DOCUMENT SECTION:
▼
This seems to me pretty smart as a way to go, and clear.

John Kerry, meanwhile, emerged with a new approach: future terrorism on U.S. soil is the great issue of our time, and Mr. Bush has not done enough to make America safer. It is smart of Mr. Kerry to get to Mr. Bush’s right on this, and it will make the administration sharper. Mr. Kerry’s is also an unanswerable challenge: There will of course be terror events down the road, and deadly ones, and it will always turn out that the government could have done more, for it always could have.

Mr. Kerry is also applying a kind of argumentative prophylactic: If al Qaeda hits before the election, he warned you. He is planting seeds so that your first thought, on the day of an event, is not I will support my president in this time of crisis but Bush didn’t keep us safe, fire him!

But Mr. Kerry continues to have a major internal structural problem. It is that he can always tell you his position, or his latest position, but he can somehow never quite explain to you the thinking behind it. He continues to seem unable to explain the philosophy and logic. It leaves one assuming his problem is that his thinking relies on an old and cliché-riddled leftism that is not so much thought through as declared and imposed.

It is a paradox. Mr. Kerry is more naturally articulate than Mr. Bush. He is facile with words and speaks in structured sentences and paragraphs. Mr. Bush, on the other hand, speaks in bursts, in little gusts of words. And yet Mr. Bush manages to communicate why he is thinking what he is thinking, what logic is guiding him, what philosophy is guiding him. When he speaks of the practical and moral benefits of faith-based approach to federal spending, you understand why he stands where he stands. He explains it. His words are plain but serviceable. They do the job.

Mr. Kerry doesn’t give you the feeling of comfort you get when you understand someone. He’s going to have to become a candidate who can explain why he stands where he stands if he wants to go beyond the impression he currently gives, which is that he’s a haircut with a person attached.
▲
PROVIDED RECORDS:
▼
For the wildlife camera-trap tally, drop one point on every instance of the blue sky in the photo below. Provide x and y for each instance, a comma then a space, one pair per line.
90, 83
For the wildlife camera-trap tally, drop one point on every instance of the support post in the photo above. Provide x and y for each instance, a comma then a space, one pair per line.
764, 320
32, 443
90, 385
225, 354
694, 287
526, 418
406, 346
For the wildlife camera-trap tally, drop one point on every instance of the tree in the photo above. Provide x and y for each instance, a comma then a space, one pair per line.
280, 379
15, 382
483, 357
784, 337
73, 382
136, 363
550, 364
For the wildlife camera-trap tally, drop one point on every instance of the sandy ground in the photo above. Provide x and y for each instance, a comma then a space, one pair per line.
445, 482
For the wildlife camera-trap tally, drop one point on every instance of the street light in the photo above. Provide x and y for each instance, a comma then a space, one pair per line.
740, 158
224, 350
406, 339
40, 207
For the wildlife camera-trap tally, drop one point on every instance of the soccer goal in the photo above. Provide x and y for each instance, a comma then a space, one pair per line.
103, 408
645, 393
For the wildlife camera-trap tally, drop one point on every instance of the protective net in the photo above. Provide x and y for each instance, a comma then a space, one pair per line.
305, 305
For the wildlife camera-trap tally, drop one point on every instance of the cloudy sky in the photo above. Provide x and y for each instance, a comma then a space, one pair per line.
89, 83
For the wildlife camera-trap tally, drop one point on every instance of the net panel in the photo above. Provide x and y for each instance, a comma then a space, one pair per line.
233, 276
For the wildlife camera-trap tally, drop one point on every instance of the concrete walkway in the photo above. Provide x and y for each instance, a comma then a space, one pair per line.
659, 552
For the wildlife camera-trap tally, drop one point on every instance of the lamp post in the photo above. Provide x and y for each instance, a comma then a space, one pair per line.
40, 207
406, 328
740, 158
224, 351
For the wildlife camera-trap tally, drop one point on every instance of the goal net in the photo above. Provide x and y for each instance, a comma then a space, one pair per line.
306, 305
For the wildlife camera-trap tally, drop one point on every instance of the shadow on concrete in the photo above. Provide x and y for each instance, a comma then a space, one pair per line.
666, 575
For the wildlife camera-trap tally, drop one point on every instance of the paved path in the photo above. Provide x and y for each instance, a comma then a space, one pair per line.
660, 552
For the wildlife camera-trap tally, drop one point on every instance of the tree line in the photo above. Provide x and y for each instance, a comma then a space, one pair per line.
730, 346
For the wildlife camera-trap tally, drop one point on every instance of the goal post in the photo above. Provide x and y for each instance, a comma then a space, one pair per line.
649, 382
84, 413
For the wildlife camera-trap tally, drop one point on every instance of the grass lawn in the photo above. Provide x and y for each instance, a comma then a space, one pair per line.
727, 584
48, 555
▲
ACTIONS TO TAKE:
1. Return the passage of the commentary on Kerry and Bush between "Mr. Kerry is also" and "declared and imposed.", inclusive.
2. Rewrite the entries between the line holding "of the grass" and the final line of the entries, inclusive, as a Markdown table with the columns Row and Line. Number each row and leave out blank lines.

CORRECT ANSWERS:
1.
Mr. Kerry is also applying a kind of argumentative prophylactic: If al Qaeda hits before the election, he warned you. He is planting seeds so that your first thought, on the day of an event, is not I will support my president in this time of crisis but Bush didn’t keep us safe, fire him!

But Mr. Kerry continues to have a major internal structural problem. It is that he can always tell you his position, or his latest position, but he can somehow never quite explain to you the thinking behind it. He continues to seem unable to explain the philosophy and logic. It leaves one assuming his problem is that his thinking relies on an old and cliché-riddled leftism that is not so much thought through as declared and imposed.

2.
| Row | Line |
|---|---|
| 1 | For the wildlife camera-trap tally, drop one point on every instance of the grass lawn in the photo above. Provide x and y for each instance, a comma then a space, one pair per line. |
| 2 | 727, 584 |
| 3 | 48, 555 |